Assignment
Since each line must match the original, copy out the records with no differences at all.

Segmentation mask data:
*** Block opens ***

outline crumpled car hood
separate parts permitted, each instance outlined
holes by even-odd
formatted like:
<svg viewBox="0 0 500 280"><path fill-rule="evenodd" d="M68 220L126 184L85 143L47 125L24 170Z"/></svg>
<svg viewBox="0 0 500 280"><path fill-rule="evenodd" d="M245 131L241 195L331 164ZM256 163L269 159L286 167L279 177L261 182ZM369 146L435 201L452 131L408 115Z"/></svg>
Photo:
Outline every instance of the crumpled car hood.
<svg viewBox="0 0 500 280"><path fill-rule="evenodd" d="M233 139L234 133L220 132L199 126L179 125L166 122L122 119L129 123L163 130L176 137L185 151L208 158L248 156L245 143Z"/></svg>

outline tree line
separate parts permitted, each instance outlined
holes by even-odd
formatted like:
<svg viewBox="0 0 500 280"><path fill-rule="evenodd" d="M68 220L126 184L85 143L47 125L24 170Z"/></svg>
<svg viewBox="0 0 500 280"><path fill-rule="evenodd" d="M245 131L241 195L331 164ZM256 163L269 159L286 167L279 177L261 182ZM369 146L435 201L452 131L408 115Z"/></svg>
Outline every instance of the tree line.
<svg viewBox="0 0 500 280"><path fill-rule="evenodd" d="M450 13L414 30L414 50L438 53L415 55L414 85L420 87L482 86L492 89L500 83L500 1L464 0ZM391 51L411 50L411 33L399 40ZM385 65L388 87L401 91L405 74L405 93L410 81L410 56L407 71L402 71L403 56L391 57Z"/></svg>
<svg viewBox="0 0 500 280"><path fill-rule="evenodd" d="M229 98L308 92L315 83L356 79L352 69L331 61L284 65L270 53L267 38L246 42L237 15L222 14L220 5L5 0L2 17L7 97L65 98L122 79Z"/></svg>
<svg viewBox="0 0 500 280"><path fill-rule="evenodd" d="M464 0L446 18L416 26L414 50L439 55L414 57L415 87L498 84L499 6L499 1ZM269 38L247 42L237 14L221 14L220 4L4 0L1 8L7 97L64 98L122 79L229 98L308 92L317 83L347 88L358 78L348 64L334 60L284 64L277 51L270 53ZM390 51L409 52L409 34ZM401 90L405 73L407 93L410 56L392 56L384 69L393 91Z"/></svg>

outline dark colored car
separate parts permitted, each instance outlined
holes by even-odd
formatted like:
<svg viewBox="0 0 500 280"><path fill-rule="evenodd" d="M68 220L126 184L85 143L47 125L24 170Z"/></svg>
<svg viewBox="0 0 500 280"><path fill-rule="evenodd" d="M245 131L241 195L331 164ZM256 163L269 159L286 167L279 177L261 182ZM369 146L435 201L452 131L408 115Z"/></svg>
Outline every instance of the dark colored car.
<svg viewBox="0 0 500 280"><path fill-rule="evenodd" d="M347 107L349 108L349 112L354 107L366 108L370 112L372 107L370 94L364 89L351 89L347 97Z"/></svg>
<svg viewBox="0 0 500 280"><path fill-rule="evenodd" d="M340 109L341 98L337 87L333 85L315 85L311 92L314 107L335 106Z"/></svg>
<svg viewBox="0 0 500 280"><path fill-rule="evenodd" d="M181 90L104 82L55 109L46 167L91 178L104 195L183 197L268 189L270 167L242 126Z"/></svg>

*** Block closes ***

Answer box
outline crumpled car hood
separate parts permitted, each instance outlined
holes by even-odd
formatted like:
<svg viewBox="0 0 500 280"><path fill-rule="evenodd" d="M68 220L126 184L85 143L47 125L24 170Z"/></svg>
<svg viewBox="0 0 500 280"><path fill-rule="evenodd" d="M245 131L241 195L331 164ZM256 163L269 159L286 167L279 177L261 182ZM369 146L435 201L452 131L408 115Z"/></svg>
Photo:
Outline every instance of the crumpled car hood.
<svg viewBox="0 0 500 280"><path fill-rule="evenodd" d="M233 139L234 133L220 132L199 126L179 125L166 122L122 119L129 123L163 130L176 137L185 151L208 158L248 156L245 143Z"/></svg>

outline tree line
separate parts permitted, each instance outlined
holes by even-odd
formatted like:
<svg viewBox="0 0 500 280"><path fill-rule="evenodd" d="M68 220L126 184L85 143L47 125L24 170Z"/></svg>
<svg viewBox="0 0 500 280"><path fill-rule="evenodd" d="M245 131L241 195L331 164ZM256 163L269 159L286 167L279 177L261 182ZM369 146L435 201L452 131L408 115Z"/></svg>
Outline every instance of the tree line.
<svg viewBox="0 0 500 280"><path fill-rule="evenodd" d="M450 13L414 30L414 50L438 53L415 55L414 85L420 87L482 86L492 89L500 83L500 1L464 0ZM391 51L411 50L411 33L399 40ZM385 65L388 87L401 91L405 74L405 93L410 81L410 56L407 71L402 71L403 56L391 57Z"/></svg>
<svg viewBox="0 0 500 280"><path fill-rule="evenodd" d="M229 98L308 92L315 83L356 79L352 69L331 61L284 65L270 53L267 38L246 42L237 15L222 14L220 5L5 0L2 17L7 97L65 98L122 79Z"/></svg>
<svg viewBox="0 0 500 280"><path fill-rule="evenodd" d="M464 0L446 18L416 26L414 50L439 55L414 57L415 87L498 84L499 6L499 1ZM269 38L247 42L237 14L221 14L220 4L4 0L1 8L7 97L64 98L122 79L229 98L308 92L317 83L347 88L358 78L348 64L334 60L284 64L277 51L270 53ZM390 51L409 52L409 34ZM401 90L405 73L407 93L410 56L392 56L384 69L393 91Z"/></svg>

outline dark colored car
separate parts permitted, each instance outlined
holes by even-odd
formatted like:
<svg viewBox="0 0 500 280"><path fill-rule="evenodd" d="M68 220L126 184L85 143L47 125L24 170Z"/></svg>
<svg viewBox="0 0 500 280"><path fill-rule="evenodd" d="M245 131L241 195L331 164ZM256 163L269 159L286 167L279 177L261 182ZM369 146L435 201L452 131L408 115Z"/></svg>
Outline every instance of the dark colored car.
<svg viewBox="0 0 500 280"><path fill-rule="evenodd" d="M347 107L349 108L349 112L354 107L366 108L370 112L372 107L370 94L364 89L351 89L347 97Z"/></svg>
<svg viewBox="0 0 500 280"><path fill-rule="evenodd" d="M340 109L341 98L337 87L333 85L315 85L311 92L314 107L335 106Z"/></svg>
<svg viewBox="0 0 500 280"><path fill-rule="evenodd" d="M181 90L104 82L55 109L46 167L91 178L104 195L183 197L268 189L270 167L242 126Z"/></svg>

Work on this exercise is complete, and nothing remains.